SUPPLIED PASSAGE:
** Chi-square Test of Independence **

How to test the independence of two categorical variables? It will be done using the Chi-square test of independence.

As will all prior statistical tests we need to define null and alternative hypotheses.
The null hypothesis is what is assumed to be true until we have evidence to go against it.

Here we are interested in researching if two categorical variables are related or associated (i.e. dependent).  Therefore, until we have evidence to suggest that they are we must assume that they are not.  This is the motivation behind the hypothesis for the Chi-square Test of Independence:

H0: In the population, the two categorical variables are independent.
Ha: In the population, two categorical variables are dependent.

Once we have gathered our data we summarize the data in the two-way contingency table.

(Dataset records on object locations)
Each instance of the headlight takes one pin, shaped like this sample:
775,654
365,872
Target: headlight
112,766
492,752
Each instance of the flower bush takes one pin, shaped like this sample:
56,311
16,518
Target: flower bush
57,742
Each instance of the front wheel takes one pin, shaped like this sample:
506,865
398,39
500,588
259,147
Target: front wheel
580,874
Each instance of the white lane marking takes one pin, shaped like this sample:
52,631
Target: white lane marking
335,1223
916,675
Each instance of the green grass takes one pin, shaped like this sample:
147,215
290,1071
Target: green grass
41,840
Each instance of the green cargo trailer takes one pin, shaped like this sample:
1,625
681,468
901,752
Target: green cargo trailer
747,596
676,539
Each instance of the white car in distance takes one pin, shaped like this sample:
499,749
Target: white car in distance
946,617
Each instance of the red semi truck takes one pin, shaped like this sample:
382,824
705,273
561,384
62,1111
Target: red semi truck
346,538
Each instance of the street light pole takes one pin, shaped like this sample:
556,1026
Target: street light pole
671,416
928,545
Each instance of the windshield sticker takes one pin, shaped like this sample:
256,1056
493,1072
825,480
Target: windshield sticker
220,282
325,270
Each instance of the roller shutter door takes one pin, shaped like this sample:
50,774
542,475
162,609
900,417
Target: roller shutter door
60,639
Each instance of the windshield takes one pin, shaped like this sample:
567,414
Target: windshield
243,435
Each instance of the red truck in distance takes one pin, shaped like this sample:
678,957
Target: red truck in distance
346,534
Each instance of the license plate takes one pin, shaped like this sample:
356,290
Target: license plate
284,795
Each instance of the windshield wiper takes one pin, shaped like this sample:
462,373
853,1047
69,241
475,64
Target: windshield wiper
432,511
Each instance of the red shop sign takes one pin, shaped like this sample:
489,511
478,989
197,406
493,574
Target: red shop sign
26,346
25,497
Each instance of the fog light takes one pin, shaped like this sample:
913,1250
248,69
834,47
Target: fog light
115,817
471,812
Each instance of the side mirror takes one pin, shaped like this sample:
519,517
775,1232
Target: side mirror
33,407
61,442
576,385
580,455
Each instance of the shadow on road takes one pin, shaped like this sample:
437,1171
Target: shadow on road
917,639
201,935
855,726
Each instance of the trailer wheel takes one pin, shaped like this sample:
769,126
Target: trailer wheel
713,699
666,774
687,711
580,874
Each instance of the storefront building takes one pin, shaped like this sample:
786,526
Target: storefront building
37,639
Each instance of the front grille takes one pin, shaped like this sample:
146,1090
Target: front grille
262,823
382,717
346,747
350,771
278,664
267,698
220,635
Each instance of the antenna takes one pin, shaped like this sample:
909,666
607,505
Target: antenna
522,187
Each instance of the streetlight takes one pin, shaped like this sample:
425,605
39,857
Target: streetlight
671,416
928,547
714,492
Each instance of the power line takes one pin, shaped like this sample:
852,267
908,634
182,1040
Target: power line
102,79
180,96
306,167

TASK REQUIREMENTS:
• A. Return the part of the passage on the chi-square test of independence that opens with the words containing "Here we are" and closes with "variables are independent.".
• B. Answer these questions from the passage on the chi-square test of independence.
(i) How does the passage describe the null hypothesis in general?
(ii) What does the null hypothesis for this test state?
(iii) Where is the data summarized once it has been gathered?

SOLUTIONS IN ORDER:
• A.
Here we are interested in researching if two categorical variables are related or associated (i.e. dependent).  Therefore, until we have evidence to suggest that they are we must assume that they are not.  This is the motivation behind the hypothesis for the Chi-square Test of Independence:

H0: In the population, the two categorical variables are independent.

• B.
(i) It is what is assumed to be true until there is evidence to go against it.
(ii) In the population, the two categorical variables are independent.
(iii) In the two-way contingency table.